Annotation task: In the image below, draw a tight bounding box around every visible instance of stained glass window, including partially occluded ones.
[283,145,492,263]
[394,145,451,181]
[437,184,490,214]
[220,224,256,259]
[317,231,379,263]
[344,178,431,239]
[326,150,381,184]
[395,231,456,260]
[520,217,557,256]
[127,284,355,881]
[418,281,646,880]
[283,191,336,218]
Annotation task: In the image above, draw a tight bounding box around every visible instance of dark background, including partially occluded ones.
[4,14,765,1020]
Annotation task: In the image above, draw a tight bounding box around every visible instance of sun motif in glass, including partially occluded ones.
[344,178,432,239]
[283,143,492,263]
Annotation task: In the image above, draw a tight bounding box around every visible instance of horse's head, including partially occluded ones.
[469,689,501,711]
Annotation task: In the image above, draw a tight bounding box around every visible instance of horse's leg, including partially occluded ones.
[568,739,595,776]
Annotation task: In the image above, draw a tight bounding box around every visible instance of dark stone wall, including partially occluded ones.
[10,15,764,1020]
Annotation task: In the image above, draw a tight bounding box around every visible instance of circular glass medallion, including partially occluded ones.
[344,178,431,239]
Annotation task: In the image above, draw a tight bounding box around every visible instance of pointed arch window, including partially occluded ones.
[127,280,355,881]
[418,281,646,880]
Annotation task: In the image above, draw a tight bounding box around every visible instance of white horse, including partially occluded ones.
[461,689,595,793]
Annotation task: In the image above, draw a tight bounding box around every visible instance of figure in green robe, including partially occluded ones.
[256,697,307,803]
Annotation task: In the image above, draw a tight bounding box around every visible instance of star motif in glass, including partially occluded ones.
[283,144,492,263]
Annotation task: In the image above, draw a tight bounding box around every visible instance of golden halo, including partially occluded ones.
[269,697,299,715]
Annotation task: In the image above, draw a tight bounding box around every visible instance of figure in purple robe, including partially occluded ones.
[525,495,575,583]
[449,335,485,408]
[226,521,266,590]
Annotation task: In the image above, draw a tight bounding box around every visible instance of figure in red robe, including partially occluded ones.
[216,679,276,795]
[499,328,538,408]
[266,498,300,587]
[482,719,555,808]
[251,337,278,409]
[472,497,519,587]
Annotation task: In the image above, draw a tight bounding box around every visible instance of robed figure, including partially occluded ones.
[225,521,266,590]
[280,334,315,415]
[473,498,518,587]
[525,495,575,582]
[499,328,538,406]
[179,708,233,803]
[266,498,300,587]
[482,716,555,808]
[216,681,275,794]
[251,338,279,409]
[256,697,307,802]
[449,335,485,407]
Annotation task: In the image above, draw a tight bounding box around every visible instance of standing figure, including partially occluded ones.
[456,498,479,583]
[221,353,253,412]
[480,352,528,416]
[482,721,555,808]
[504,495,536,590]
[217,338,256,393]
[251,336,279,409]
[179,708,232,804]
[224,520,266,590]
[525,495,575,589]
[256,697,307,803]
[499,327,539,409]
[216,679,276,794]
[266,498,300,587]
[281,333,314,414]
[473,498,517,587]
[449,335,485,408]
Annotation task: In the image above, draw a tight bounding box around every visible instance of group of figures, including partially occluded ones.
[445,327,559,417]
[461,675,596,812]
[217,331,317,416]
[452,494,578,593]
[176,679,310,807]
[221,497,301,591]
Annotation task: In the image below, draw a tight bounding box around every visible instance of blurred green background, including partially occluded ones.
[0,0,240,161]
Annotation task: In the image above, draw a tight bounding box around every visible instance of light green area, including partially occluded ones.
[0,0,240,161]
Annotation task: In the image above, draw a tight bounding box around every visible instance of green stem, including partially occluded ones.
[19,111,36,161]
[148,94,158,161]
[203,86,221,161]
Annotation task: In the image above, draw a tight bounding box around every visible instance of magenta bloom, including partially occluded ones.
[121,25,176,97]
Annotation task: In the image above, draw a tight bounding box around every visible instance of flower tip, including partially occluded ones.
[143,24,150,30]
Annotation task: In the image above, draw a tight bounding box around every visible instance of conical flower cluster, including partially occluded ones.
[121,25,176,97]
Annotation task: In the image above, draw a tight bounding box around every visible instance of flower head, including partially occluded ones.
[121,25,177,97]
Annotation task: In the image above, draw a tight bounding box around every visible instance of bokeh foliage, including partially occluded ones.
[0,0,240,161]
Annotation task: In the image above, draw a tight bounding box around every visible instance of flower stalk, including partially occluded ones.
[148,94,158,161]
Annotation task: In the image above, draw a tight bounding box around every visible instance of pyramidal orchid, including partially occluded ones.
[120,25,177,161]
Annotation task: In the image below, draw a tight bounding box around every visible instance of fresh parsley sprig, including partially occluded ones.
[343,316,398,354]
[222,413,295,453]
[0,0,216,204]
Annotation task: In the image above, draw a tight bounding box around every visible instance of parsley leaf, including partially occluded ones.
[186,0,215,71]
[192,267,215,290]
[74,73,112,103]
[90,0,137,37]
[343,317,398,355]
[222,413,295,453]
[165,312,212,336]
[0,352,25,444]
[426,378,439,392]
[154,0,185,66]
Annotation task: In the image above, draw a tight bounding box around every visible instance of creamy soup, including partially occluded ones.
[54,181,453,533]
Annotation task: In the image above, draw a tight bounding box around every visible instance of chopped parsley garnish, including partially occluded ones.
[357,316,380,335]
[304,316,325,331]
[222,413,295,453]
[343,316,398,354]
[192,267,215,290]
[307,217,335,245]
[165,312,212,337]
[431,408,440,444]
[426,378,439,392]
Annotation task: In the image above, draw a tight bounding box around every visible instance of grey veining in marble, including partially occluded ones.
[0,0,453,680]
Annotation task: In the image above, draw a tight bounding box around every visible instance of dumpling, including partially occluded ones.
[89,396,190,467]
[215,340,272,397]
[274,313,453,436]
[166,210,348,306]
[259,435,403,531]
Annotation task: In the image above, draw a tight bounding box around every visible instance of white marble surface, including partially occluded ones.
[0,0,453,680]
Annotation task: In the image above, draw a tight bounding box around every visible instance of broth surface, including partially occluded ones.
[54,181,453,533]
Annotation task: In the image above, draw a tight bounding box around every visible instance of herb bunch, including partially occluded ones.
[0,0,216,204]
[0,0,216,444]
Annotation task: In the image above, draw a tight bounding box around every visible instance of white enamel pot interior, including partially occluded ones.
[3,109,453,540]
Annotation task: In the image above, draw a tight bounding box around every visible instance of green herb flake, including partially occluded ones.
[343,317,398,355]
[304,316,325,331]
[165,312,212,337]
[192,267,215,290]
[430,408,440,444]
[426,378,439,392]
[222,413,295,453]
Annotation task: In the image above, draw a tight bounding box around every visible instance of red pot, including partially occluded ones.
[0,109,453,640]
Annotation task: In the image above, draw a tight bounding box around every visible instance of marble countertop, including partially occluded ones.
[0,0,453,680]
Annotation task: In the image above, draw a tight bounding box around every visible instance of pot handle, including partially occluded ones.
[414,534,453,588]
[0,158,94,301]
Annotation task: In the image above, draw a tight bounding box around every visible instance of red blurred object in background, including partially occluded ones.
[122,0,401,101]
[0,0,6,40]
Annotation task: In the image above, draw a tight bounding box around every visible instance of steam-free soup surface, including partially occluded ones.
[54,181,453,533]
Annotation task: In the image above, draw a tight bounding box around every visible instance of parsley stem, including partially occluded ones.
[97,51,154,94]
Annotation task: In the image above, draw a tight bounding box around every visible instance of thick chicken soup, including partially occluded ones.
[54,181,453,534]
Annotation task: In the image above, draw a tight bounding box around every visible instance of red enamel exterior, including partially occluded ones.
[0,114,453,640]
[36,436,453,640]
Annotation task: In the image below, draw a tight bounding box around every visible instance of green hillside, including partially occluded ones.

**To do:**
Can you repeat, word for word, the lines above that run from the one containing "handle, including partially occluded ones." up to and including the one containing "[0,158,94,301]"?

**Reply:**
Annotation task: In the image above, draw a tight bounding box around every visible instance of pot handle, including partially occluded ones.
[414,534,453,588]
[0,158,94,301]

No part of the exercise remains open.